◆ **DOCUMENT SECTION**:
----------------------------------------

Were there other women down there at the time?

MS. PAPADAKIS:

Yeah, there was three of us hired, but they split us up. I was with just the men.

MR. BARRY:

Were you one of the first women hired down there?

MS. PAPADAKIS:

Well, me and Kathy and Barbara, all three of us.

MR. BARRY:

In 1974, and that was the beginning.

MS. PAPADAKIS:

'76.

MR. BARRY:

How about at home, was your husband a help?

MS. PAPADAKIS:

No, he told my he hoped I failed the test. He didn't want me going down there.

MR. BARRY:

What did he want you to do?

MS. PAPADAKIS:

Just stay home with the babies, but I wanted a better life and I wanted the children to have a better life, and I didn't want him to work all them doubles all the time. I didn't see him, and I figured if I worked and he worked, then we would at least see each other somewhere, get together.

MR. BARRY:

You talk about having a better life for your kids. How did your father feel about having you go to work down there?

MS. PAPADAKIS:

He was tickled. He come to watch me my first day, he was there.

MR. BARRY:

Really.

MS. PAPADAKIS:

Yeah. He wanted to make sure I would be all right.

MR. BARRY:

Proud guy, told all his friends?

MS. PAPADAKIS:

Yeah, his friends come with him to see me. They watched me through the doorway doing -- you know, doing bearing changing. Yeah, I will never forget it, I looked back and I saw my dad. I was so nervous, I was hoping I was doing everything right, you know, but I was real proud. It was just something about the steel mill that gives you a proudness to say I work at Bethlehem Steel, you know. I don't know what it was. Maybe it was in my blood. After all, he worked there before I was born, so maybe it was in my blood.

MR. BARRY:

That's an amazing story. Did your father come back and tell you how proud he was?

MS. PAPADAKIS:

Yeah, he was tickled, but I think the most exciting thing with me and my dad was when I got my real rate as a millwright, my real rate. See, my father never got it. My father went over there, but he never could pass those tests. He got it through his work, so many hours on the job that they would give it to you. But he couldn't go over there because he couldn't read and understand. It's not that he couldn't do the job, my father was a very good mechanic, but he just couldn't read and understand what they wanted. He had that problem. So when Shackleforth give all of us -- grandfathered us all a C rate, Kathy and the other girl, they were happy that we were called millwrights, but I wasn't because I felt if the men had to go over there and take that test, I'm going -- I wanted to be like them, not a man, but be an equal like them, then I've got to go do the same thing they do, so I went over there. Of course I failed it a couple of times, you have to keep going back until you get so many jobs. But when I got my first real C rate, I went out in the parking lot and I cried. I come home and told my dad on the telephone, and he cried just as much as I cried. We both cried to each other. That's how happy he was. I knew he would be very proud of me.

----------------------------------------

◆ **ACTION ITEM**:
Set down the passage of the steel mill interview that opens with the words "Just stay home" and closes with "work down there?". None of the data is needed.

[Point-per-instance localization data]
----------------------------------------

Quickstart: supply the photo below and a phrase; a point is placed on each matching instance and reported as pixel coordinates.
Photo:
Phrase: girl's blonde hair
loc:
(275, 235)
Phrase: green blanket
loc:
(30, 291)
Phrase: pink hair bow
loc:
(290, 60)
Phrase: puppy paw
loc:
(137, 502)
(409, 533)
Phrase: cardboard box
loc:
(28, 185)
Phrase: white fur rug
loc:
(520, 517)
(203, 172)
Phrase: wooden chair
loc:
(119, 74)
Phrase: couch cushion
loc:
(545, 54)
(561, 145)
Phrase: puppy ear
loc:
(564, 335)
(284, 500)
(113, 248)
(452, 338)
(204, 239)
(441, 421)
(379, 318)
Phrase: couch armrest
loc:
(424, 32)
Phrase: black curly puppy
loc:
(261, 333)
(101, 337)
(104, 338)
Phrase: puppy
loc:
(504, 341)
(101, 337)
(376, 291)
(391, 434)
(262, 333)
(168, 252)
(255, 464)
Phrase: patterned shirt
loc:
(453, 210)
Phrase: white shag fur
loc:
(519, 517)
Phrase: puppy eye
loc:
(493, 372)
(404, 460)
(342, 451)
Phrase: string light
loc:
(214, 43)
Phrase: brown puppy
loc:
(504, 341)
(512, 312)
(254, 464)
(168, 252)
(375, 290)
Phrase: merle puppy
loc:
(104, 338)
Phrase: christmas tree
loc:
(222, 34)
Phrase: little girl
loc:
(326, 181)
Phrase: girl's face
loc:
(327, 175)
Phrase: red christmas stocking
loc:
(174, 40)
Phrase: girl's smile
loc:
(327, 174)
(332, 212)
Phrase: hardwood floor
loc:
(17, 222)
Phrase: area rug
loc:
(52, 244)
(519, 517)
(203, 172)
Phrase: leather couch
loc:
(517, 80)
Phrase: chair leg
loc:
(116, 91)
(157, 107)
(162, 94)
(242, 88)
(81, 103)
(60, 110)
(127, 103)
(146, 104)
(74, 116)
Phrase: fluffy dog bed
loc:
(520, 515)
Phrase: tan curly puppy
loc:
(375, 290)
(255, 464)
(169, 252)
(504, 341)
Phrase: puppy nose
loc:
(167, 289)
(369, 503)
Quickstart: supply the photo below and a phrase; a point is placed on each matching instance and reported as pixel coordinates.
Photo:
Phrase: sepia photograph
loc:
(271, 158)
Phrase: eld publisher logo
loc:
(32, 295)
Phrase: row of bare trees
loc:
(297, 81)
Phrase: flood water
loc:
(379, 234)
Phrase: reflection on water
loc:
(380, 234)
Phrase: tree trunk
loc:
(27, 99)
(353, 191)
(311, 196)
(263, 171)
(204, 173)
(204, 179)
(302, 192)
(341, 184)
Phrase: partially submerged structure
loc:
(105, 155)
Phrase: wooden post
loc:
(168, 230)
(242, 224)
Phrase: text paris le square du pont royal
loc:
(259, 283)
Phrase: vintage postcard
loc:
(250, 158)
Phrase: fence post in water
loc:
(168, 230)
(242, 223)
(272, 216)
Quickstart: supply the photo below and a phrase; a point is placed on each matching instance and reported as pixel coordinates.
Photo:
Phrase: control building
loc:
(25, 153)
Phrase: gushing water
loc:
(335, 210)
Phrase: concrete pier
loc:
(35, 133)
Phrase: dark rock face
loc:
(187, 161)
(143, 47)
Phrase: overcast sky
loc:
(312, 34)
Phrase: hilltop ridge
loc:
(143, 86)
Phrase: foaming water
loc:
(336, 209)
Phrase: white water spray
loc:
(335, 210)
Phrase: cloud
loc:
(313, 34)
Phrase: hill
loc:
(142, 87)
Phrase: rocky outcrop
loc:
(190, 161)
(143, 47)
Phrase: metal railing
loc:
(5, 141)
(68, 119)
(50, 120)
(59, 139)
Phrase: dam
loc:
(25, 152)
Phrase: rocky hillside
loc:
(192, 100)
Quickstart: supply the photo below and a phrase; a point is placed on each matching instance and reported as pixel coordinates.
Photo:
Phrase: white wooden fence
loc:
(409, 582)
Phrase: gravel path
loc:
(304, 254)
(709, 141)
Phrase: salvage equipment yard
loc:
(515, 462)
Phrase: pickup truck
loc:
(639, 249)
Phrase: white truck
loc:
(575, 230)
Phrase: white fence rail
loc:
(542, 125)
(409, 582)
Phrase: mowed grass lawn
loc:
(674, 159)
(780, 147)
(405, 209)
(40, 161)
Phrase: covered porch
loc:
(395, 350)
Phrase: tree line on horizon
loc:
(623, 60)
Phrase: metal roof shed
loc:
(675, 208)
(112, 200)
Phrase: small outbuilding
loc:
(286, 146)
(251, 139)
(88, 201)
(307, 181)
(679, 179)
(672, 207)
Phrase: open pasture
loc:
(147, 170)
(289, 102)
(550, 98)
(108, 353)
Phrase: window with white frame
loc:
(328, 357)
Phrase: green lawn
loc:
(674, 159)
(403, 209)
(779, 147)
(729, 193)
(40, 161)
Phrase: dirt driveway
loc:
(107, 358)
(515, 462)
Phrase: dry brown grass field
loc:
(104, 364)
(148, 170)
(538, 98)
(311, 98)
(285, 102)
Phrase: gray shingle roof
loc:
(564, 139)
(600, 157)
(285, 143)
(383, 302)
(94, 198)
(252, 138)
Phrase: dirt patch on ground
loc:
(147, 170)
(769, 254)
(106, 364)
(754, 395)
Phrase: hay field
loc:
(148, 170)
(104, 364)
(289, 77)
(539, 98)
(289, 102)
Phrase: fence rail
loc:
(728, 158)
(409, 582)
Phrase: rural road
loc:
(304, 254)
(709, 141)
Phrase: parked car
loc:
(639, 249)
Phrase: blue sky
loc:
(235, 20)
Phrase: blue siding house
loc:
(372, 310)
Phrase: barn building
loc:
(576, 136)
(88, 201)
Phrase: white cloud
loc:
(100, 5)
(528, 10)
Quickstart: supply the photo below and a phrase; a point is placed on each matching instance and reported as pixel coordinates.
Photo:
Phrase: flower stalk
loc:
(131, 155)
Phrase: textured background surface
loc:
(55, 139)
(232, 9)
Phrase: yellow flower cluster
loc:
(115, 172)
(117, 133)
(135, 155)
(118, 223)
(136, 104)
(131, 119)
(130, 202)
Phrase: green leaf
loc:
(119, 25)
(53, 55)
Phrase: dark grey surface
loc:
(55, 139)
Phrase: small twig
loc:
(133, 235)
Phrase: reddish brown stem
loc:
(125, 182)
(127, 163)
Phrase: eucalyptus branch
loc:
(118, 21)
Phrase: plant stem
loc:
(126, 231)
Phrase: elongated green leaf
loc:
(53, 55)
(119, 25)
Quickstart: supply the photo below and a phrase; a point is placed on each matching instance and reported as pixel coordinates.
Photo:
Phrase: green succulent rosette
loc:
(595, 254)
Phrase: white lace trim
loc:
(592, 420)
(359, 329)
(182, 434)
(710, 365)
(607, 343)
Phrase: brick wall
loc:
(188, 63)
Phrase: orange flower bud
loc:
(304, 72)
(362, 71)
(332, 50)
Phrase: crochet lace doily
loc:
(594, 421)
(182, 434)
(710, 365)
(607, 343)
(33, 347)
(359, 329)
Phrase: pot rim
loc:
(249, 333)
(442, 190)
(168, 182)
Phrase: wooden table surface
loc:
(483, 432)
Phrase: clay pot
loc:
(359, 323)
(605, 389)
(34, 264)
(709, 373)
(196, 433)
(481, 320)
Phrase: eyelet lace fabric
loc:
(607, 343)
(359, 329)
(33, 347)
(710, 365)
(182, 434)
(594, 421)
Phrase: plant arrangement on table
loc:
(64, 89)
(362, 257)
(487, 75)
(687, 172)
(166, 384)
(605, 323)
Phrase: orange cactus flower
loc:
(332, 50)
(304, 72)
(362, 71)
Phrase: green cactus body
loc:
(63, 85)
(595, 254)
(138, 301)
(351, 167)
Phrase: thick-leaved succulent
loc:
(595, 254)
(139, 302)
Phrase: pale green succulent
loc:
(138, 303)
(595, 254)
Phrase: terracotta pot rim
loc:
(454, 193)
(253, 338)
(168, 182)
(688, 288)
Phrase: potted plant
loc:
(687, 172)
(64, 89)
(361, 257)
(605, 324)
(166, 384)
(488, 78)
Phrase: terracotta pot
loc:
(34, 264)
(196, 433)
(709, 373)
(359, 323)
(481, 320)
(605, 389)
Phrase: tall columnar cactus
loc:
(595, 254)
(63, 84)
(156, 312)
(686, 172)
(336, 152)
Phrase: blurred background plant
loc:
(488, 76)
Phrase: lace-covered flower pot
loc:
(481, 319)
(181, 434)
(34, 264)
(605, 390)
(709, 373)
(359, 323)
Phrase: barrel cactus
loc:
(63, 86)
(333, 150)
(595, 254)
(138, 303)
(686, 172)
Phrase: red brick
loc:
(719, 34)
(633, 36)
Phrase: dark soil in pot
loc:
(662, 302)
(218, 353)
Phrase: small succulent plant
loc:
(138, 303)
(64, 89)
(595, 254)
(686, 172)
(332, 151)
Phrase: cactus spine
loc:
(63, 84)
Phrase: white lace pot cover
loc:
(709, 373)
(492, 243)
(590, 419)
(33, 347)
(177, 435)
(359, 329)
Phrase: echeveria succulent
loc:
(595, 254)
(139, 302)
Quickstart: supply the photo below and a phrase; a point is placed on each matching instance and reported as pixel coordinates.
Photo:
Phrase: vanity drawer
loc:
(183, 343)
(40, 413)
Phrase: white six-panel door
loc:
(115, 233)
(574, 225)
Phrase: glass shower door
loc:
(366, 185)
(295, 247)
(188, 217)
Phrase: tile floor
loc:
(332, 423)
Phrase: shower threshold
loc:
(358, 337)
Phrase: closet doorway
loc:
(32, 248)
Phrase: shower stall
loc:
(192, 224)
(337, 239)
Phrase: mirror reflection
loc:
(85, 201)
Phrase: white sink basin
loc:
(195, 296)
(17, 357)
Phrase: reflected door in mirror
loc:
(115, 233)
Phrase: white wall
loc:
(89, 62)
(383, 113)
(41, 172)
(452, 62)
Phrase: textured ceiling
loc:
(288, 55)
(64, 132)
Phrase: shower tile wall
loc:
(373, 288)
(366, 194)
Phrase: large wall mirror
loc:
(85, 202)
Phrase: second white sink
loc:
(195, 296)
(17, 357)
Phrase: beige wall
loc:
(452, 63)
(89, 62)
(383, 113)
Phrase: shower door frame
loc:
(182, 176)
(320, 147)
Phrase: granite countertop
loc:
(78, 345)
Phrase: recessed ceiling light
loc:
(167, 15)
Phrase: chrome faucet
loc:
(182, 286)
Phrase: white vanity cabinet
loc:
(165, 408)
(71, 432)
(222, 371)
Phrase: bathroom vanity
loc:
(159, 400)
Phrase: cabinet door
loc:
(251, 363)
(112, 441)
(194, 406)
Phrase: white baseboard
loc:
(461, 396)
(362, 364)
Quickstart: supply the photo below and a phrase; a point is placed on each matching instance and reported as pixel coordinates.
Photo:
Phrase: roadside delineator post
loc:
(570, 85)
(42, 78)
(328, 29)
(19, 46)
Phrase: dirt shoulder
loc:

----------------------------------------

◆ **FINAL ANSWER**:
Just stay home with the babies, but I wanted a better life and I wanted the children to have a better life, and I didn't want him to work all them doubles all the time. I didn't see him, and I figured if I worked and he worked, then we would at least see each other somewhere, get together.

MR. BARRY:

You talk about having a better life for your kids. How did your father feel about having you go to work down there?